■ WORK INSTRUCTIONS
Each entry below should be printed exactly as given.

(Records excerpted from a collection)
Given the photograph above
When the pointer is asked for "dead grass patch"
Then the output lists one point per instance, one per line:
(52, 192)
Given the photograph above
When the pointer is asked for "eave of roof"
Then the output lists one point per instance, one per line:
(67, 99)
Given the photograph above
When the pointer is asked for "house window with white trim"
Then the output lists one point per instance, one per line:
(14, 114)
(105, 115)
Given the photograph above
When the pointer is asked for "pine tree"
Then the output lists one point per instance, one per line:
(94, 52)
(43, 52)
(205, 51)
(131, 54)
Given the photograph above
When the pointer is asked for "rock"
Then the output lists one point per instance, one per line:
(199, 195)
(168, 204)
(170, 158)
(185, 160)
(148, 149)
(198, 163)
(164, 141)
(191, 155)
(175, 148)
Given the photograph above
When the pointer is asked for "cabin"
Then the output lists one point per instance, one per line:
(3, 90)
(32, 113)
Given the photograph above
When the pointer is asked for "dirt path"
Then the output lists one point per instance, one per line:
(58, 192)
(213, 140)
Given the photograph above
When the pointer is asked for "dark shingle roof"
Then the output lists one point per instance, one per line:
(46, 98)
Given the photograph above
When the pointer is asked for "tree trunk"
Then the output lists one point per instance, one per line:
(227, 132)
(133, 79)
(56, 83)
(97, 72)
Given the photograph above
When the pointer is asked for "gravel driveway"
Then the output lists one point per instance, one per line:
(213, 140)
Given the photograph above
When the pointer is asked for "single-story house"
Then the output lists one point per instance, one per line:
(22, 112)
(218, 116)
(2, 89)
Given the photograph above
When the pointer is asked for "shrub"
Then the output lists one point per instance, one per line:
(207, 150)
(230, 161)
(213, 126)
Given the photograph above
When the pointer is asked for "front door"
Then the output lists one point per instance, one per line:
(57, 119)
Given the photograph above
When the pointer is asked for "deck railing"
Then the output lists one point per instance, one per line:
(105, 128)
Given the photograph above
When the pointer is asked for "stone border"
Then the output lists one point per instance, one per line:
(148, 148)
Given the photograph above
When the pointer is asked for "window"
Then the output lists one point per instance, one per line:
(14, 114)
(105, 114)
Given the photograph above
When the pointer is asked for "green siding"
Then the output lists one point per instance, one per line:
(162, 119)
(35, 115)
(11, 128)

■ EXERCISE ANSWER
Given the photograph above
When the pointer is asked for "dead grass patch"
Then the output lists one point per instance, one per line:
(52, 192)
Given the photograph above
When the pointer is asked for "eave of roof"
Then the output lists one point per instance, one per line:
(67, 99)
Given the photograph above
When the pointer is asked for "house window with white trim"
Then the output lists one point per instance, one per line:
(14, 114)
(105, 115)
Given the photograph above
When the pointer is asked for "pine tree"
Then the output lists one point per instance, one per line:
(94, 52)
(43, 52)
(205, 51)
(131, 54)
Given the photograph above
When the pointer is asked for "rock"
Then the output lists one point per instance, one per line:
(199, 195)
(168, 204)
(170, 158)
(185, 160)
(148, 149)
(198, 163)
(164, 141)
(191, 155)
(175, 148)
Given the photograph above
When the pointer is asked for "cabin"
Then the output lists one point per instance, one per line:
(3, 90)
(32, 113)
Given the photograph above
When the pointer is asked for "dirt path"
Then the output lists one point per instance, one per line:
(58, 192)
(213, 140)
Given the photograph above
When the pointer is asked for "dark shingle roof"
Then the output lists one point per instance, one per line:
(46, 98)
Given the photograph above
When the pointer is asked for "tree trunk"
Then the output lists one point per instance, one per line:
(227, 132)
(133, 79)
(56, 83)
(97, 72)
Given the photograph above
When the pointer is asked for "gravel driveway"
Then the output lists one point per instance, one per line:
(213, 140)
Given the photograph above
When the pointer is asked for "single-story house"
Then the output lists one point per instance, one per line:
(22, 112)
(218, 116)
(2, 89)
Given the photograph above
When the pointer is asked for "shrub"
Then the output lists one point per instance, one per line:
(207, 150)
(230, 161)
(213, 126)
Given the photograph above
When the pointer is asked for "front door"
Then the output lists one point per instance, one per line:
(57, 119)
Given the photograph above
When the pointer is asked for "deck railing"
Then the output lists one point per instance, one per line:
(105, 128)
Given the photograph above
When the pointer is asked for "stone border"
Then the output lists one point per instance, one per line:
(148, 148)
Given the photograph above
When the pointer is asked for "window"
Then the output lists one point per instance, one per line:
(14, 114)
(105, 114)
Given the photograph above
When the pointer is asked for "green siding"
Then the output lists one point per instance, one per line:
(162, 119)
(35, 115)
(11, 128)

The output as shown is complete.